What’s up with the Cover? Guru looking cool out on the street, his pencil-thin hipster moustache ten years ahead of its time. Fun fact – if you could pan the picture up and to the right, you’d see Pink Floyd’s floating pig above that factory building in the background. OK, maybe not.

How I Came To Know It: My friend Casey originally put me on to Guru’s Jazzmatazz series – this was just me buying another entry in the catalogue.

How It Stacks Up:  I have three Guru albums, all from his ‘Jazzmatazz’ series. “Streetsoul” is admittedly my least favourite.

Rating:  2 stars

The introductory track to Jazzmatazz 3: Streetsoul bills itself as “One of the hottest blends of hip hop, soul, R&B and jazz ever.” This would apply nicely to Guru’s first Jazzmatazz album released back in 1993, but it is an overly bold claim the third entry in the series.

Guru (short for Gifted Unlimited Rhymes Universal) is one half of the amazing rap duo “Gang Starr” and also one of the most insightful vocalists in music. His intellect shines through on Gang Starr albums and he carries that through easily to his collaborations with other artists on all the albums in the Jazzmatazz series as well. The first in the series, which came out in 1993 was a classic album, ahead of its time.

• _Request a_
List each line in the listing below that contains the string "garage".

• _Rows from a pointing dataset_
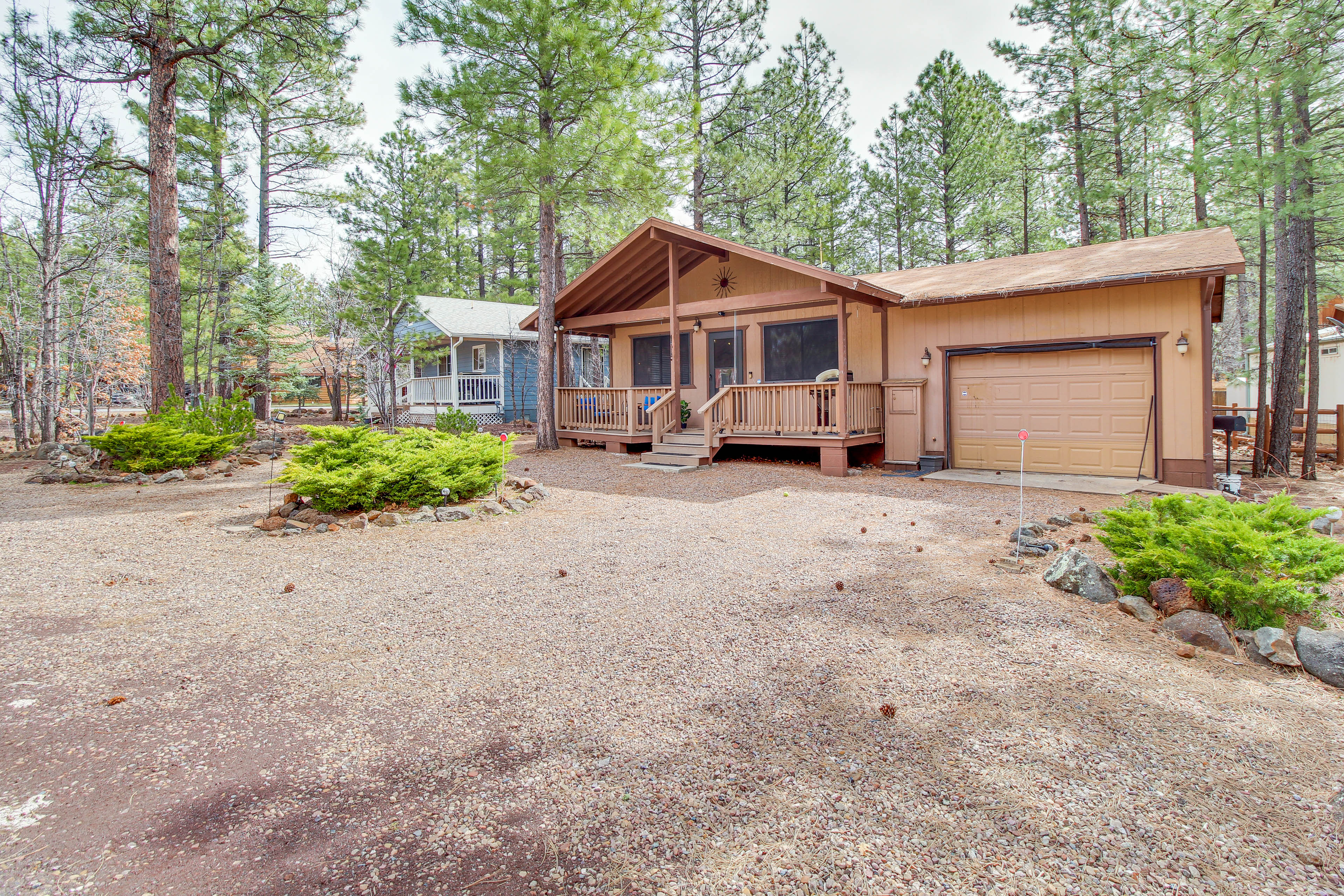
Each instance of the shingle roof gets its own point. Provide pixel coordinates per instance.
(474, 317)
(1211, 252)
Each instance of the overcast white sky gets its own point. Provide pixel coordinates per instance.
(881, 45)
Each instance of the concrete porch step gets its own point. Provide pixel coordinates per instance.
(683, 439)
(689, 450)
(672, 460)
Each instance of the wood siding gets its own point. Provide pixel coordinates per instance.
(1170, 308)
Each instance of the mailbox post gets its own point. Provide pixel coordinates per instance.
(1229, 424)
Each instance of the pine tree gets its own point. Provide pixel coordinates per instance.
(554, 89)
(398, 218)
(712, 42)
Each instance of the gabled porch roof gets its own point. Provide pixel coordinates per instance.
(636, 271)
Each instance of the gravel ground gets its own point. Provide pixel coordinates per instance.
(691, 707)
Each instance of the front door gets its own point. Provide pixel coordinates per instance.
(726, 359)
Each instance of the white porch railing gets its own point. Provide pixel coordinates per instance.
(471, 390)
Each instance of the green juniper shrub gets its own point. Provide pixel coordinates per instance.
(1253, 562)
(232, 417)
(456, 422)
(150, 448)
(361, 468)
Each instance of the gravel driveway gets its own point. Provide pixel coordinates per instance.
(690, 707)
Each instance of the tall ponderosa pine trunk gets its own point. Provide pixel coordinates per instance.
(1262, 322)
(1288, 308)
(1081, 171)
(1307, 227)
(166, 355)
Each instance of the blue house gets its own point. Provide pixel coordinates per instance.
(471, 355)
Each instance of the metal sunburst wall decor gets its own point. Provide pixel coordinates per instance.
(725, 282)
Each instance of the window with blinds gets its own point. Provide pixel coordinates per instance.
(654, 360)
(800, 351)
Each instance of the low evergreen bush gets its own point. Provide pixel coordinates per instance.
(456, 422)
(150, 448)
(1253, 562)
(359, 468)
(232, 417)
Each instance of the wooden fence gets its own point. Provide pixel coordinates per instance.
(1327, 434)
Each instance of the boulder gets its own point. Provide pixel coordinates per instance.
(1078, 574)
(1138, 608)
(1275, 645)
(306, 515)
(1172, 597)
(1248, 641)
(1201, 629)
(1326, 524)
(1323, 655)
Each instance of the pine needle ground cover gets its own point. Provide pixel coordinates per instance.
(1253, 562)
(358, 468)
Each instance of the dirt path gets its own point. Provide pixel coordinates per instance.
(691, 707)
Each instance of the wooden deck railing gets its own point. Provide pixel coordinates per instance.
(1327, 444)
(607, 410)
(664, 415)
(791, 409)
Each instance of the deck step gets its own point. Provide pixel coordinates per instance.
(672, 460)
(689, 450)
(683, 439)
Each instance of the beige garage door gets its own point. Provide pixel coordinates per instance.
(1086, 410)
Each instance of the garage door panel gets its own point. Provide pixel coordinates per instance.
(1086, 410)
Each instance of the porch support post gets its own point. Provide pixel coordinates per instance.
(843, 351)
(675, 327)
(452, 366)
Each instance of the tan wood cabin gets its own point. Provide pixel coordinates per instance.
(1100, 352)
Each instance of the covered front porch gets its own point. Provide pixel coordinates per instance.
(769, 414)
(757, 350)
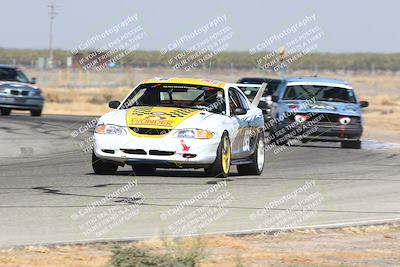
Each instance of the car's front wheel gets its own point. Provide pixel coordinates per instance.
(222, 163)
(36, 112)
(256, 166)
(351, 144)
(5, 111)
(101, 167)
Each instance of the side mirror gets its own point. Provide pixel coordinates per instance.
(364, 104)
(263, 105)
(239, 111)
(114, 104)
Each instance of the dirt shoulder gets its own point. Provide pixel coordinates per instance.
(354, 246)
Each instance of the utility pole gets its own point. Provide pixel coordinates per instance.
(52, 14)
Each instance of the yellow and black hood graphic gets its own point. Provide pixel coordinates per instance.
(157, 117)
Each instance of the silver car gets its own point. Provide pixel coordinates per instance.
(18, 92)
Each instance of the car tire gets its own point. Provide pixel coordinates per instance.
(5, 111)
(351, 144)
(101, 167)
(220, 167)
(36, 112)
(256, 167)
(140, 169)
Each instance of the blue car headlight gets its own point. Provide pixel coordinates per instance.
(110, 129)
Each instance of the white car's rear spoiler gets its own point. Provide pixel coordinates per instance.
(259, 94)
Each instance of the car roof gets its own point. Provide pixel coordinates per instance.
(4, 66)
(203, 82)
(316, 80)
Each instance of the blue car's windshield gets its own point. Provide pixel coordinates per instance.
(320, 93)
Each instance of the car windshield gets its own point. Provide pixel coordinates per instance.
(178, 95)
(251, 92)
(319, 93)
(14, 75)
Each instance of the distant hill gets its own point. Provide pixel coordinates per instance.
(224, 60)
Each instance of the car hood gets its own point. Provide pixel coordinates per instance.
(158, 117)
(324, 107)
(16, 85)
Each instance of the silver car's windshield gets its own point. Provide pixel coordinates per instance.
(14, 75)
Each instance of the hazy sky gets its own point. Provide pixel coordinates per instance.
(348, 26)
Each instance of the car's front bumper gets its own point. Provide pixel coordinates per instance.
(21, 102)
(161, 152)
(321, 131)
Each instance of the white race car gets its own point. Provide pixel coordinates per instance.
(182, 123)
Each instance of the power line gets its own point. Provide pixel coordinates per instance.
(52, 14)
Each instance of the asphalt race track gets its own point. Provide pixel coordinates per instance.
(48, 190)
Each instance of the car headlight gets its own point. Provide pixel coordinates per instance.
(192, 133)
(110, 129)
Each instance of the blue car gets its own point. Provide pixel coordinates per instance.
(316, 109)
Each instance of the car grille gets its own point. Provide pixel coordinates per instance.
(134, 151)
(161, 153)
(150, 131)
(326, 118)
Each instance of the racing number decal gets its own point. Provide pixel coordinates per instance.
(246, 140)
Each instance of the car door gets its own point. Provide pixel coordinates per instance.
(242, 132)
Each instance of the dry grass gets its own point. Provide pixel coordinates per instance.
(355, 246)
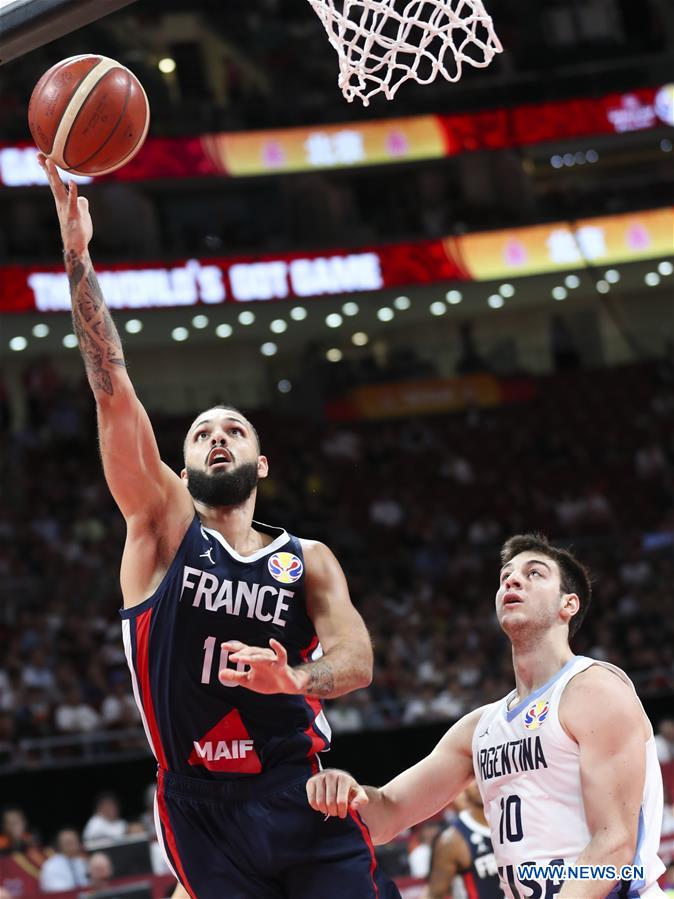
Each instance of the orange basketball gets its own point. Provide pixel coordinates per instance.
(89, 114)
* * *
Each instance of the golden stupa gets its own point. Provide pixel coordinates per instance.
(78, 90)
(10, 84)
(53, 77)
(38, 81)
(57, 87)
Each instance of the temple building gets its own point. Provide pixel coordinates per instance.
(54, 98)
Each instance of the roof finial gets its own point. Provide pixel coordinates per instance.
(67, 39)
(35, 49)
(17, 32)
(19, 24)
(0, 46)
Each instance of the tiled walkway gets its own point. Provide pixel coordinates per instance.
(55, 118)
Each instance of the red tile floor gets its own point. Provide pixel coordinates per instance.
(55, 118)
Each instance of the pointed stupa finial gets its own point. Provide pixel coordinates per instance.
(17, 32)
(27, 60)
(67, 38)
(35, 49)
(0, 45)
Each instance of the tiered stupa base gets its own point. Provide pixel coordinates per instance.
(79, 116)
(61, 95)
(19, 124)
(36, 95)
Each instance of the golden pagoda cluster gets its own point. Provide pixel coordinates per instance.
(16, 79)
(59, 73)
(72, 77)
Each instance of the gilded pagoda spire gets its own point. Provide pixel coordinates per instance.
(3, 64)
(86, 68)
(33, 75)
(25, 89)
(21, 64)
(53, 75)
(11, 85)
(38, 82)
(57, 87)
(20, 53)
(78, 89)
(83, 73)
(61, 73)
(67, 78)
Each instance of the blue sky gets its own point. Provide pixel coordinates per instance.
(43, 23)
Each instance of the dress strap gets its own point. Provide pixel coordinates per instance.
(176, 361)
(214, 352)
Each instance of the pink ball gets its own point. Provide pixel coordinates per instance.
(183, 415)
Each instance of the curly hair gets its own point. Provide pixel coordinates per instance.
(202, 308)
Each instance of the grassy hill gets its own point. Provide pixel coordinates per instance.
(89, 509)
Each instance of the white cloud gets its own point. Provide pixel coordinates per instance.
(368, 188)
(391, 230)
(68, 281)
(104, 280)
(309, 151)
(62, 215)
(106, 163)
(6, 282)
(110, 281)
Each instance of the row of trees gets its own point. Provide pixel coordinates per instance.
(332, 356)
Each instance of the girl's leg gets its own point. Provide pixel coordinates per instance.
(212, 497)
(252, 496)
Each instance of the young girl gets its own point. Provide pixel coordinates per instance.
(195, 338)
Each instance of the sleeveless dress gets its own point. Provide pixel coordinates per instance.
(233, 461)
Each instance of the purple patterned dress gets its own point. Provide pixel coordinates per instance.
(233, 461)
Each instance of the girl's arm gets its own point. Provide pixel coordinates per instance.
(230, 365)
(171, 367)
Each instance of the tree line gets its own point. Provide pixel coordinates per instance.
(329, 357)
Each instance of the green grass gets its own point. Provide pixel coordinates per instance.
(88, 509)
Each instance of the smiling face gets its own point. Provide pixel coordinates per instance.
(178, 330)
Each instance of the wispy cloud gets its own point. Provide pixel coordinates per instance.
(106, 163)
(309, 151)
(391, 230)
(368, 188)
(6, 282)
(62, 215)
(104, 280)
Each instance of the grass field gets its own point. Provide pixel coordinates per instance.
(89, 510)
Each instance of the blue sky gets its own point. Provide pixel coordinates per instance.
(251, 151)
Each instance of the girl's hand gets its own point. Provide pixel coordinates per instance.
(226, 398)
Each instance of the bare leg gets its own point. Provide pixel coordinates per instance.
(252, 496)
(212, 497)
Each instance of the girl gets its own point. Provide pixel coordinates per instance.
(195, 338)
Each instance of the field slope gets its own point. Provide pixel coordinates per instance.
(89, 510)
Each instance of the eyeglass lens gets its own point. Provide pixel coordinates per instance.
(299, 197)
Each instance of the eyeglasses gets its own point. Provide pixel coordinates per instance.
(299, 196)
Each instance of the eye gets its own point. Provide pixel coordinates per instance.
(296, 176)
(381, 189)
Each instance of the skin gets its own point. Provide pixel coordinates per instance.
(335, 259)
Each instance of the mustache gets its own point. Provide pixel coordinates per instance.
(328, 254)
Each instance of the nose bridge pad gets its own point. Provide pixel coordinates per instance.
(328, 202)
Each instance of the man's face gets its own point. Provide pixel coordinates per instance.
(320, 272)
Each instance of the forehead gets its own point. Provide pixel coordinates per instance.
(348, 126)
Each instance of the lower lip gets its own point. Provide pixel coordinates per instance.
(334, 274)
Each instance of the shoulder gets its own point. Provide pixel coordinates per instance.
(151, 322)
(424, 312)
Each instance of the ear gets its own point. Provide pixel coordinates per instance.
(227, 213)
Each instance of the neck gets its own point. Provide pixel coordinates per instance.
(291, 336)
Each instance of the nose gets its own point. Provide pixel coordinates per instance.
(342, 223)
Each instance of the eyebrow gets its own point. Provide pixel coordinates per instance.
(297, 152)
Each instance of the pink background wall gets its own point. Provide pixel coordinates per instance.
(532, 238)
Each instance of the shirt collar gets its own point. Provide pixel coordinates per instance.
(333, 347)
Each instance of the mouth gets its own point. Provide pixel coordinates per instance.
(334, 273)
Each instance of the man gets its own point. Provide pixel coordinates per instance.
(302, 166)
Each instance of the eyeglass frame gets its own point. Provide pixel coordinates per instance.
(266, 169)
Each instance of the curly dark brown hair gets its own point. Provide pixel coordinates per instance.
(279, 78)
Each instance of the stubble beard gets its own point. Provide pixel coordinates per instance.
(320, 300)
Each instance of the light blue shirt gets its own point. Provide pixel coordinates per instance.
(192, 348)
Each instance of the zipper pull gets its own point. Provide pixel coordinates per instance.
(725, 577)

• _Request b_
Repeat the entire Streetsoul review above word for word.

• _Output a_
Each instance of the beige garage door gets its own point. Provide pixel coordinates per instance.
Each instance of the garage door panel gets its own point. Provide pixel coordinates per instance.

• _Output b_
What’s up with the Cover? Guru looking cool out on the street, his pencil-thin hipster moustache ten years ahead of its time. Fun fact – if you could pan the picture up and to the right, you’d see Pink Floyd’s floating pig above that factory building in the background. OK, maybe not.

How I Came To Know It: My friend Casey originally put me on to Guru’s Jazzmatazz series – this was just me buying another entry in the catalogue.

How It Stacks Up:  I have three Guru albums, all from his ‘Jazzmatazz’ series. “Streetsoul” is admittedly my least favourite.

Rating:  2 stars

The introductory track to Jazzmatazz 3: Streetsoul bills itself as “One of the hottest blends of hip hop, soul, R&B and jazz ever.” This would apply nicely to Guru’s first Jazzmatazz album released back in 1993, but it is an overly bold claim the third entry in the series.

Guru (short for Gifted Unlimited Rhymes Universal) is one half of the amazing rap duo “Gang Starr” and also one of the most insightful vocalists in music. His intellect shines through on Gang Starr albums and he carries that through easily to his collaborations with other artists on all the albums in the Jazzmatazz series as well. The first in the series, which came out in 1993 was a classic album, ahead of its time.